WHAT IS NEEDED: Print every line from the one containing "Locate any visible elephant in the photo." down to the one containing "[417,537,612,666]", both ends included, and leave the pictures out.

GIVEN INFORMATION:

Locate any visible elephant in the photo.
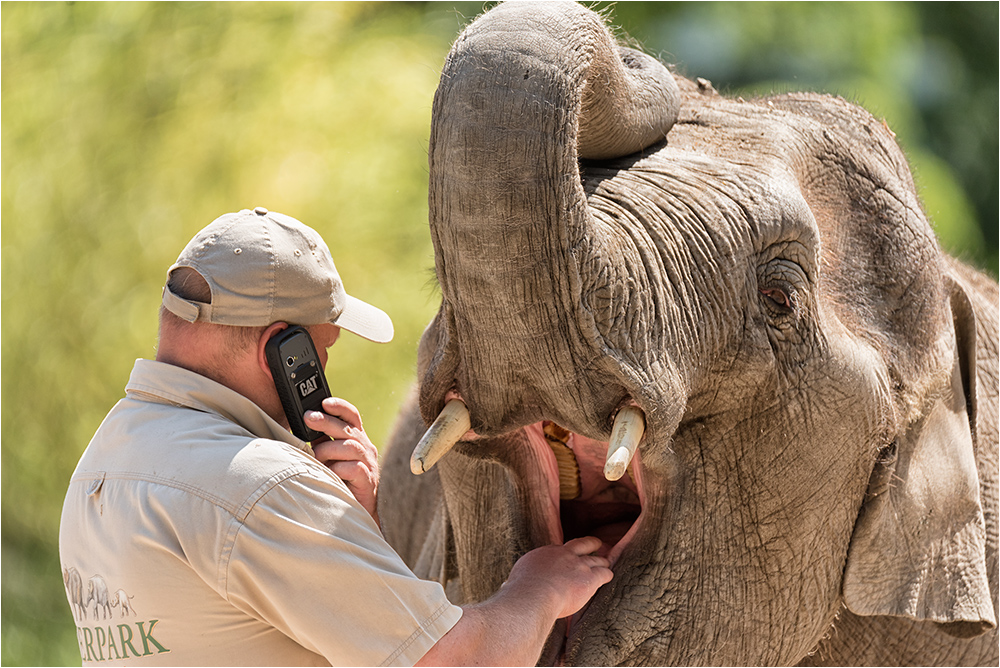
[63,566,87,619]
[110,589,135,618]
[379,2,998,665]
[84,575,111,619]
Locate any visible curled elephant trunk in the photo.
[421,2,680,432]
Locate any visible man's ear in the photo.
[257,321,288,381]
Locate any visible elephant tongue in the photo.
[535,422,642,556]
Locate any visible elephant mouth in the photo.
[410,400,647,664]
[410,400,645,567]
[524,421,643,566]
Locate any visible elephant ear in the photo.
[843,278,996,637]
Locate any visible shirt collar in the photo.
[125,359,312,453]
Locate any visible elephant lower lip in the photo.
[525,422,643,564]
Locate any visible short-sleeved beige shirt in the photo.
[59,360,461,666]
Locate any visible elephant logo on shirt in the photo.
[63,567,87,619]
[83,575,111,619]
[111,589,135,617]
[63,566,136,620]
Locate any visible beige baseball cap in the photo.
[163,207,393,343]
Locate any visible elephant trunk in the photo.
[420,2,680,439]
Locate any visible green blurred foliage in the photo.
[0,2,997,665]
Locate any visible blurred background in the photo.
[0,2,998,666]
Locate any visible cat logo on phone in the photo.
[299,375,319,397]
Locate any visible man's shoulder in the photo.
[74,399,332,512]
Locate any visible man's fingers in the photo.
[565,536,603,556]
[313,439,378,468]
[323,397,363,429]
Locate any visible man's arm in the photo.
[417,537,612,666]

--

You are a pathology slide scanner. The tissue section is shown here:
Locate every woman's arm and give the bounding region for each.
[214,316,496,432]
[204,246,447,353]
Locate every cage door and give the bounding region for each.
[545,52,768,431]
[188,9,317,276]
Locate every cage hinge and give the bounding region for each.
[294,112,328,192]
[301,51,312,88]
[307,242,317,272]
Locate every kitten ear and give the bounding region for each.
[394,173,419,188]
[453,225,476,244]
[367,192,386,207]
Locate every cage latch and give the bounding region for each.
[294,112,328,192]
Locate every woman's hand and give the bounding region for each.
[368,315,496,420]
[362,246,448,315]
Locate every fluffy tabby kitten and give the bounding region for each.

COMPLETE ANSWER:
Locate any visible elephant in the photo.
[63,566,87,619]
[110,589,135,618]
[379,2,998,665]
[84,575,111,619]
Locate any visible curled elephant trunk in the photo.
[421,2,680,432]
Locate any visible man's ear in the photo.
[257,321,288,381]
Locate any visible elephant tongue in the photo.
[535,422,642,556]
Locate any visible elephant mouth in the photo.
[410,400,647,664]
[410,400,645,567]
[524,421,643,566]
Locate any visible elephant ear in the photo.
[843,278,996,637]
Locate any visible shirt collar in the photo.
[125,359,312,453]
Locate any visible elephant lower lip in the photo.
[525,422,643,564]
Locate any visible short-sleeved beige shirt in the photo.
[59,360,461,666]
Locate any visible elephant logo on shirt in the photo.
[63,567,87,619]
[83,575,111,619]
[111,589,135,617]
[63,566,136,620]
Locate any visible beige baseball cap in the photo.
[163,207,393,343]
Locate any visible elephant trunk in the photo.
[420,2,680,439]
Locate any visible green blurred foliage in the photo.
[0,2,997,665]
Locate any visible blurred background in the photo.
[0,2,998,666]
Locate any visible cat logo on phone in the photo.
[299,375,319,397]
Locate any visible man's shoulder in the photo.
[74,399,332,512]
Locate any visible man's fingers in the photo.
[565,536,603,556]
[313,439,378,468]
[323,397,363,429]
Locate any visible man's arm in the photo.
[417,537,612,666]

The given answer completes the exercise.